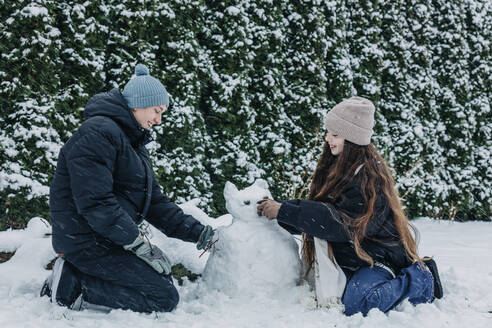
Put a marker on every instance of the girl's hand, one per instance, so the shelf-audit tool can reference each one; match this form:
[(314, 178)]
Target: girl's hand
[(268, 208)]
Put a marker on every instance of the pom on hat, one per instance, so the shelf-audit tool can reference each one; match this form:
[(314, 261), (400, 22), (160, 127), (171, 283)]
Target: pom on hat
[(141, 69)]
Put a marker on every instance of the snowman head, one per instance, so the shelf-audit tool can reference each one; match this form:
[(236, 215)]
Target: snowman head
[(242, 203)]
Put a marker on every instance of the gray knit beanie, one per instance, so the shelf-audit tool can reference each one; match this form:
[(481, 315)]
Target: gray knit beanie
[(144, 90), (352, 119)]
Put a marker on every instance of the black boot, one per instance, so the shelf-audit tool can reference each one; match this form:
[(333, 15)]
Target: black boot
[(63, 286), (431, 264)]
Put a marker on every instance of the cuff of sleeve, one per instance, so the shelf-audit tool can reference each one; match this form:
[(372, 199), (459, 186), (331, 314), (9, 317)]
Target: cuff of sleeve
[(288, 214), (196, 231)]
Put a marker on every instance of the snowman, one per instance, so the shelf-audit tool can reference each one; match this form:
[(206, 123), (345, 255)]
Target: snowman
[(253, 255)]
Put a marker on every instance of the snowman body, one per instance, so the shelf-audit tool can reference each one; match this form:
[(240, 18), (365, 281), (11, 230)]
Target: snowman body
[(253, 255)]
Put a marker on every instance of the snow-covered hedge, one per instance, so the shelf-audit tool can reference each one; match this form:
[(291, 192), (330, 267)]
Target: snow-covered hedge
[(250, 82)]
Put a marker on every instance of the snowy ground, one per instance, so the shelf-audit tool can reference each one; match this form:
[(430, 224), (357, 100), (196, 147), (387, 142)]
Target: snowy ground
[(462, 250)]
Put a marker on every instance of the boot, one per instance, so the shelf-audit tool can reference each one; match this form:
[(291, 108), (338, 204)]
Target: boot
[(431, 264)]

----

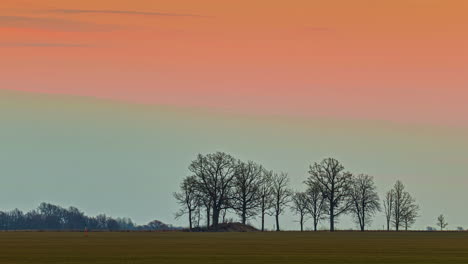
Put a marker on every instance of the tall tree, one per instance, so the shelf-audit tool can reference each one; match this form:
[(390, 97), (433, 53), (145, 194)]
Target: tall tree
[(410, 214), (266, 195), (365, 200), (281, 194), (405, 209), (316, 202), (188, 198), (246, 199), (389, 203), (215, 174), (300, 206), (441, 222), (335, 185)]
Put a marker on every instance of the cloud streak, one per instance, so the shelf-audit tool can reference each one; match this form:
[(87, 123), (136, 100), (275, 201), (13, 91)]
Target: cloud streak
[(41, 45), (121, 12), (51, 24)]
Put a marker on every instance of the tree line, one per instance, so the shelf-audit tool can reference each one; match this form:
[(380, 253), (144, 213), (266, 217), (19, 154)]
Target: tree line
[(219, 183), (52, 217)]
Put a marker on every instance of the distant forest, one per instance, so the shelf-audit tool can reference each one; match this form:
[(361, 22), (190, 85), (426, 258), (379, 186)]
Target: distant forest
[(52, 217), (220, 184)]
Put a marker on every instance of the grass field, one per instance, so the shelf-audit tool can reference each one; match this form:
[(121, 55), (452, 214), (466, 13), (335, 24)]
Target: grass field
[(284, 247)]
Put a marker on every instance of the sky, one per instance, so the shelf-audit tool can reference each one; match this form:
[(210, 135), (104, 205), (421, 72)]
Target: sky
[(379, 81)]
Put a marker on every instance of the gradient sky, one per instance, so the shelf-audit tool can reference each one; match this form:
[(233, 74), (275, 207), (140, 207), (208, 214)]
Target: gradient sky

----

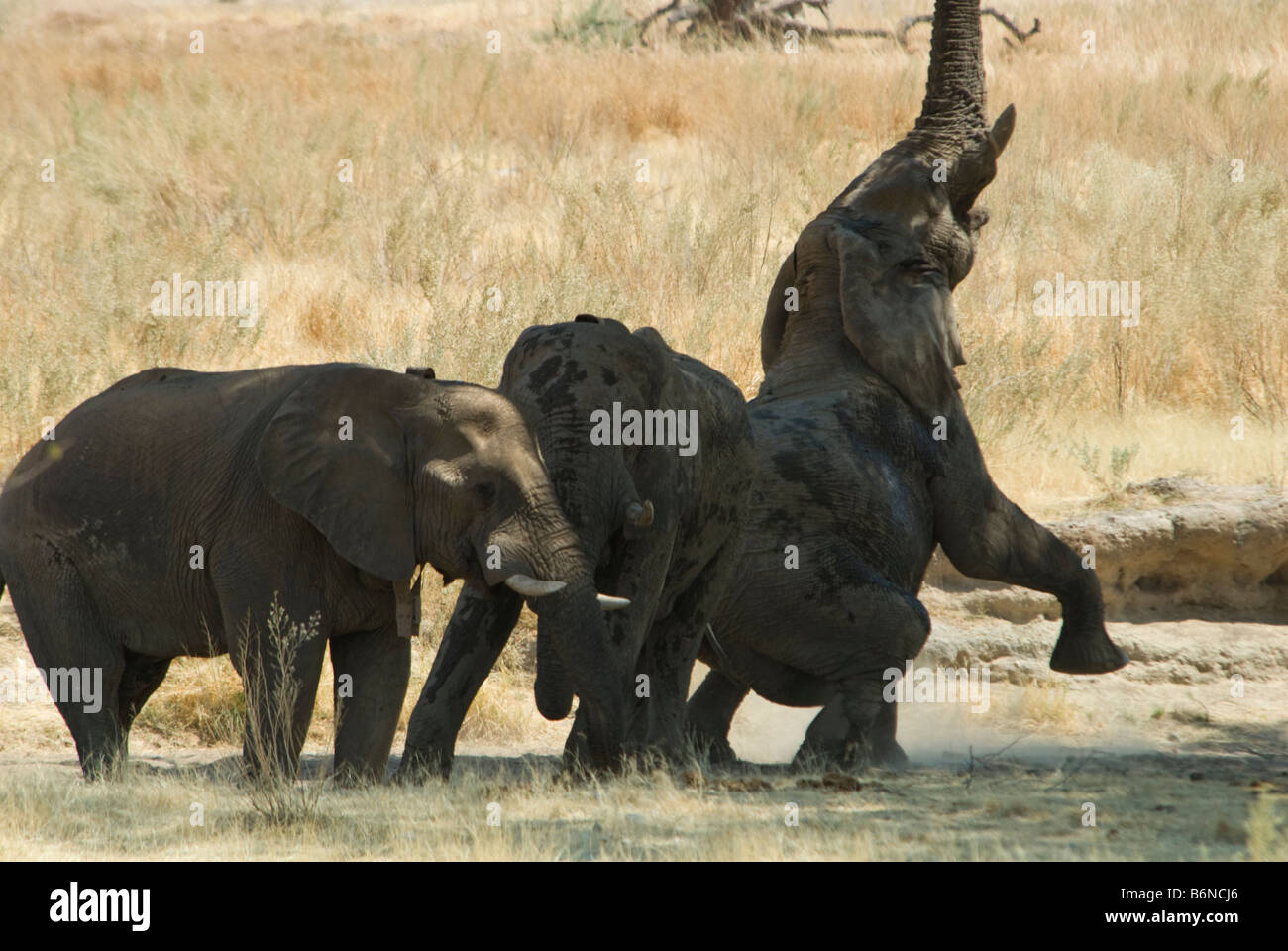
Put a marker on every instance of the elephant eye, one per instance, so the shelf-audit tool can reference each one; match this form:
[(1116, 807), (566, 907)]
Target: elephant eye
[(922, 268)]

----

- Requirements -
Rescale the records from the line containing "Put a marker on every instance of the grass" up to and including the line containing "[(379, 81)]", reproducing every line in that span, requests included, and multiplying only the point coordinates in the answers by 1.2, rounded to whole numbers with halves rounded up. Leave the coordinates in the requests and their format samples unchanged.

- Exercise response -
Put a marker on every instance of the grass field, one per instance, so the shelf-audit tool can reference each one; match this form:
[(121, 55), (452, 214), (466, 13), (335, 24)]
Target: grass field
[(341, 296)]
Put a marker on every instance of the sky, one per instance, so the shelf-audit tool can reference each one; match this form:
[(210, 135), (104, 205), (421, 72)]
Target: sky
[(455, 97)]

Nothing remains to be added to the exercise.